Western leaders like to claim we live in democracies but that notion doesn't stand up to examination. For a start, democratically voting over every decision is hopelessly inefficient: decisions tend to take forever, involve compromises that prevent anything working in a straightforward manner and pander to the lowest common denominator in a group. Voting, of course, has a broad use in removing hopeless or tyrannical leaders from office. But democratic processes are only useful where they are necessary.
There is another reason democracy is rare in human activity. It is because there are always people who find out that taking power is easier than askingfor it. We all give up power easily — whatever we might like to think. And a lot of the time this is appropriate. If someone knows the path through a swamp you follow him. This is natural behaviour, but the problem is that people in all fields of human activity still tend to respond like mesmerised rabbits to anyone who offers to take responsibility, without checking out that the person really is competent to do so. If someone steals the clothes of the swamp guide and people follow him into the swamp, the likely result is that they will get lost and worse. And this taking of power is exactly what happens in cults. The problems arise because cult leaders promise what they cannot deliver – 'enlightenment', 'security', 'riches', 'happiness' etc. – yet people follow them anyway.
Nevertheless, someone has to run things in any organisation. It is vital, therefore, that leaders in all types of organisation — political, business, educational, religious, social — can be trusted to withstand the development of cultish behaviour in themselves and those around them.

Data to examine:
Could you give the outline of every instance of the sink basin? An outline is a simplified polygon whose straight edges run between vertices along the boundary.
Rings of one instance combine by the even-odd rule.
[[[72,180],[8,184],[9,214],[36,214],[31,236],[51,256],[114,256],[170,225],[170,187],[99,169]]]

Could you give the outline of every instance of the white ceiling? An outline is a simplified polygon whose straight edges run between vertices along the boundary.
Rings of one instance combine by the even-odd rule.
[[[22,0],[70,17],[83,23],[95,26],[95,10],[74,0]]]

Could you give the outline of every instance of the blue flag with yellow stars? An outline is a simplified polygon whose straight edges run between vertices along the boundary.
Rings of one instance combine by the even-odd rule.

Work request 1: Transcribe the passage on democracy and leadership, everything from "Nevertheless, someone has" down to "those around them.".
Work request 2: Pick up the passage on democracy and leadership after its last sentence and continue it.

Answer 1:
Nevertheless, someone has to run things in any organisation. It is vital, therefore, that leaders in all types of organisation — political, business, educational, religious, social — can be trusted to withstand the development of cultish behaviour in themselves and those around them.

Answer 2:
Avoiding dissent
Cults use various methods of indoctrination to keep cult members committed: alternative information about other ideas are banned and denigrated; cult ideals are endlessly promoted; and members are kept busy, thus distracting them from observing their changing state and what’s really going on.
Yet this sort of behaviour also happens all of the time in our ordinary daily life when we involve ourselves in activities that back up our prejudices. We may, for instance, read newspapers that largely agree with and maintain our own views and political prejudices. But this limits our perspective, as we can never understand other points of view if we don’t study them.
More than one observer has pointed out that the entire medical profession operates, to some extent, like a cult. Medical students quickly realise they have to show allegiance to ‘their’ hospital and consultants may demand absolute loyalty from their teams. Many victims of medical accidents have claimed that the tendency of doctors to stick together makes it impossible to pursue a justified grievance. Similarly, it takes great courage for a member of hospital staff to become a whistle-blower, knowing of the ostracism that may well ensue from the entrenched management. Whistle-blowers in all fields, despite benefiting the common good, tend to lose their jobs.
Denigration
The cult devalues outsiders including those from other cults and anyone who criticises them — including members' families. Again, this has its roots in prehistoric times when a natural caution towards approaching strangers was appropriate; they could be intent on your destruction or be diseased or plain old thieves.
But the cult message massively distorts that survival template to, essentially, “we're safe and everyone else is damned!” So, the logic goes, if you are in the cult, you must be superior to outsiders. Is not your 'superiority' the basic reason for your being in the cult in the first place?
This view can harden even further to, “Outsiders are evil, we are right!” Everything is seen in black and white. No successful cult ever proclaimed, “Maybe we're wrong!”
Once outsiders are declared to be evil, it is a simple step to legitimise rationally whatever needs to be done to destroy or 'save' them. Even torture and killing can become a sanctified activity. This pattern can be seen throughout history — just consider, for instance, the appalling intolerance and cruelty of many conquering people towards those they overran in the past.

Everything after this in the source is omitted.